## Dataset records
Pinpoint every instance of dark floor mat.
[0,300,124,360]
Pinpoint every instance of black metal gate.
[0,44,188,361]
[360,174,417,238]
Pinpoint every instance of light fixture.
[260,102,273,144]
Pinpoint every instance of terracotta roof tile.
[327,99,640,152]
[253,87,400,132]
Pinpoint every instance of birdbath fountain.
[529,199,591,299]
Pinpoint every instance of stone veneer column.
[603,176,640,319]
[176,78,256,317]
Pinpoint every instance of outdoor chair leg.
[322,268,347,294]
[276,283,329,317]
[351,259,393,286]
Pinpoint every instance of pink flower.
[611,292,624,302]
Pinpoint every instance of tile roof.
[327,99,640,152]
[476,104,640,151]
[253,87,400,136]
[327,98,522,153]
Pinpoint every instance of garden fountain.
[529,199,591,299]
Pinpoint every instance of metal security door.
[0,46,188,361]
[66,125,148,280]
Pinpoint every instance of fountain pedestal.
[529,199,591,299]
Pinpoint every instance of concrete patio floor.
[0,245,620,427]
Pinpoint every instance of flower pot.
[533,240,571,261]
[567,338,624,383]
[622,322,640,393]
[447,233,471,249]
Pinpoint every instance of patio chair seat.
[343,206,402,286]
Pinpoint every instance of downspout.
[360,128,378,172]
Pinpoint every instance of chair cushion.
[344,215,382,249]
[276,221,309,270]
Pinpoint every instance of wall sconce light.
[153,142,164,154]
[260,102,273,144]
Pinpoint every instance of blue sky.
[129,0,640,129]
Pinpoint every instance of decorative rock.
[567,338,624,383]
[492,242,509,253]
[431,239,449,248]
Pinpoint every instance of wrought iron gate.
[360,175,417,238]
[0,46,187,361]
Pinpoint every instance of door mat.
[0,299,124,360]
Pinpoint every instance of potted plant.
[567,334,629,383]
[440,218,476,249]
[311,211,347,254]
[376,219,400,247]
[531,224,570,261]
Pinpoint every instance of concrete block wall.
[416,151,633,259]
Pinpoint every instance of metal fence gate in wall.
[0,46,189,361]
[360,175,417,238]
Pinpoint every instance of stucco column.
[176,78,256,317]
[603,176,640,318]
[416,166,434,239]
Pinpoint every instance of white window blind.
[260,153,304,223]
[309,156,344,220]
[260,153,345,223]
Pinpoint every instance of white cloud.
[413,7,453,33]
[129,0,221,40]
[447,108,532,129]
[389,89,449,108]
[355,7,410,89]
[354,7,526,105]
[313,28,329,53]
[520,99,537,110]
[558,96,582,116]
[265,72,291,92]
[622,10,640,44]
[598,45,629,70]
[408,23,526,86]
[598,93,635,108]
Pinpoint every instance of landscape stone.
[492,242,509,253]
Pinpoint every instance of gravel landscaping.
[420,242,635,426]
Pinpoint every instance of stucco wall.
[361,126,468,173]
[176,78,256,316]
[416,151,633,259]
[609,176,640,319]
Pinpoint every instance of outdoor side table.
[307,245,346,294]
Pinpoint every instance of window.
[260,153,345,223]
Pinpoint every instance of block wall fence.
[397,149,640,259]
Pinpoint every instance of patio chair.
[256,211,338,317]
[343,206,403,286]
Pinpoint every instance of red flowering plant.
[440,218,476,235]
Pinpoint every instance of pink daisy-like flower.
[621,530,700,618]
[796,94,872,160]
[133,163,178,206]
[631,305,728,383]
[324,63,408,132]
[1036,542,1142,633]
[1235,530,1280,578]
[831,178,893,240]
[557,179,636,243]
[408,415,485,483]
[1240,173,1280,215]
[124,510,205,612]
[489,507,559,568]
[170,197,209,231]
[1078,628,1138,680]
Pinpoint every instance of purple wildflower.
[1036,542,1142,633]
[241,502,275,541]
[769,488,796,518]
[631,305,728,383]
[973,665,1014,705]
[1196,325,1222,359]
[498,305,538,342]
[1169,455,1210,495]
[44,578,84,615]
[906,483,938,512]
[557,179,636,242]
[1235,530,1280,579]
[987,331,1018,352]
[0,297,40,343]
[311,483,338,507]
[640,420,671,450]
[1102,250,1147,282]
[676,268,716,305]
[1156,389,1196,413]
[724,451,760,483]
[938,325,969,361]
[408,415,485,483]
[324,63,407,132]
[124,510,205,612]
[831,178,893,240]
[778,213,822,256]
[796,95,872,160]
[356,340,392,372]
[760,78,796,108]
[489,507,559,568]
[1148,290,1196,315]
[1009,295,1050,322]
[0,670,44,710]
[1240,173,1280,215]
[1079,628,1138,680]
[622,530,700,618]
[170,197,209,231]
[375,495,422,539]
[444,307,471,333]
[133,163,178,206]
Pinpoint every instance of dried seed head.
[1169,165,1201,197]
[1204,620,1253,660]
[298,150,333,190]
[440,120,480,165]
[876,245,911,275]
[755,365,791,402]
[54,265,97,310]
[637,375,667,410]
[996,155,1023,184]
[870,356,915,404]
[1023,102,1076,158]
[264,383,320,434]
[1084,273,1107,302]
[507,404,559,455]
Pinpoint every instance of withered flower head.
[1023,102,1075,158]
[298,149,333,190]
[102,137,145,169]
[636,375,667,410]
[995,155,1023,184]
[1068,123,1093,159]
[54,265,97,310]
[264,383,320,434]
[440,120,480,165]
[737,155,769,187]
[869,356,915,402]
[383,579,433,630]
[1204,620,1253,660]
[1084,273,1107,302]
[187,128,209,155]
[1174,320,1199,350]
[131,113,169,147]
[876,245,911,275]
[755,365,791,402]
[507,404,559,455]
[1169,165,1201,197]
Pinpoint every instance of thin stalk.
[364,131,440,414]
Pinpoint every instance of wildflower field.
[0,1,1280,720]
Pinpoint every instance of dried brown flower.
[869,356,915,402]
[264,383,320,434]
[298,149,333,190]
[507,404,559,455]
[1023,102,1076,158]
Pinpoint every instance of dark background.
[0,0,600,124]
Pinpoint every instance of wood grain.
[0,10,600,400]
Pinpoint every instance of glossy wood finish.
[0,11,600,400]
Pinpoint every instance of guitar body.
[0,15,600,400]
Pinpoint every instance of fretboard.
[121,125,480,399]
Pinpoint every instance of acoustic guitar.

## Description of the task
Please lay out the lines as a Markdown table, starting with the line that contains "Pinpoint every instance of outdoor side" and going on through the line that contains "[440,218,476,235]". Use the columns Row and Line, numbering each row and leaving out any blank lines.

## Full response
| Row | Line |
|---|---|
| 1 | Pinpoint every instance of outdoor side table. |
| 2 | [307,245,346,294] |
| 3 | Pinpoint every instance of window. |
| 4 | [260,153,345,223] |
| 5 | Pinpoint every instance of block wall fence. |
| 6 | [397,149,640,259] |
| 7 | Pinpoint every instance of patio chair. |
| 8 | [256,211,338,317] |
| 9 | [343,206,403,286] |
| 10 | Pinpoint every instance of red flowering plant. |
| 11 | [440,218,476,235] |